Excerpt provided —
══════════════════════════════
Sunday, November 8, 2009

in art these things

oil pastels, colored pencils, and acrylic paint in moleskin journal

last week i started working in a new moleskin sketchbook. i was anxious to start working in a journal again... i wanted something that i could put muslin pieces in, or doodle in, or draw... something easy and portable. no, i still haven't finished the last homemade journal i made, but i couldn't bring myself to cover any more pages in it. i can't cover up a whole journal's worth of st. armand paper with gel medium and muslin. just can't do it... and as much as i love Barely There Books, i like working on individual pieces of muslin more.


the muslin face on the left is glued to the backside of the page above... i may cut rectangles out of most of the pages in this moleskin, but that i can do!



watercolors, oil pastels, , colored pencils, and acrylic paint on muslin

caran d'ache crayons, colored pencils, gesso, sharpie poster paint markers

I have managed to open some windows onto this world. How I have managed it is difficult to explain. It certainly wasn't by force, not by selection, not by intelligence, not even exactly by intuition, but almost by a kind of sleep walking. The work of an artist is very difficult, precisely because it cannot be done by force, with diligence, or with intelligence. I mean, you can do everything else in life using strength and application and intellect, but in art these things produce absolutely no result.

Friedensreich Hundertwasser

i've been reading my new hundertwasser book and am smitten with the man and his art... and i'm reading carl jung's memories, dreams, reflections... and the outsider art sourcebook. it's like having a bunch of kindred spirits move into your home. it's exciting...

some observations from the 'outsider art sourcebook':

a. most of the people started doing art after they retired or an event forced them to stop working at their 'regular' job.

b. most of the artists are reclusive, even anti-social.

c. they all create vast, HUGE quantities of work. they're obsessed with creating.

watercolors, oil pastels, colored pencils, china marker, and acylic paint on muslin

i'm playing on another piece of 8" x 10" muslin... i sprayed it with fixative today so i can start another layer without messing up the watercolors...
══════════════════════════════
Items —
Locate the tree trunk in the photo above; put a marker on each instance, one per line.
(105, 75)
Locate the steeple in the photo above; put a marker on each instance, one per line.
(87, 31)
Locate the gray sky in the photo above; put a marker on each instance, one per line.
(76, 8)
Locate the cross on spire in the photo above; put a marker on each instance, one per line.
══════════════════════════════
What to work on —
[1] Transcribe the art journal post from "i've been reading" up to and including "up the watercolors...".
[2] Pick up the art journal post right after its final sentence and keep writing it.

Task-by-task results —
[1]
i've been reading my new hundertwasser book and am smitten with the man and his art... and i'm reading carl jung's memories, dreams, reflections... and the outsider art sourcebook. it's like having a bunch of kindred spirits move into your home. it's exciting...

some observations from the 'outsider art sourcebook':

a. most of the people started doing art after they retired or an event forced them to stop working at their 'regular' job.

b. most of the artists are reclusive, even anti-social.

c. they all create vast, HUGE quantities of work. they're obsessed with creating.

watercolors, oil pastels, colored pencils, china marker, and acylic paint on muslin

i'm playing on another piece of 8" x 10" muslin... i sprayed it with fixative today so i can start another layer without messing up the watercolors...

[2]
in case it's helpful i thought i'd pass on a little of what i've learned about using blending stumps on oil pastels and colored pencils... because the muslin is so 'toothy' i have to use them, otherwise my fingers would be worn out. it seems good to keep two stumps for black - a smaller one for around eyes, noses, etc., and a bigger one for general, big smudging. i keep the others clean by rubbing them on muslin - that way i can use a stump over and over on any color... the muslin cleans them right up. i also put a piece of muslin over the stump to wipe off oil pastels if i don't like what i've got going. the muslin is coarse enough to take the surface back down to where you can start adding color again.


and i took a pic of three of my favorite colors of oil pastels - golden brown by portfolio/smith binney - great for skin when used with white; bordeaux by sennelier - a saturated, delicious color that puts zing into everything instantly; and white, any brand - for skin.


finally, from the lovely karin...


for the lovely karin...

. . .

Notice sur la Compagnie de l'Art Brut

~ Messers. Andre Breton, Jean Dubuffet, Jean Paulhan, Charles Ratton, Henri-Pierre Roche, and Michel Tapie (1949)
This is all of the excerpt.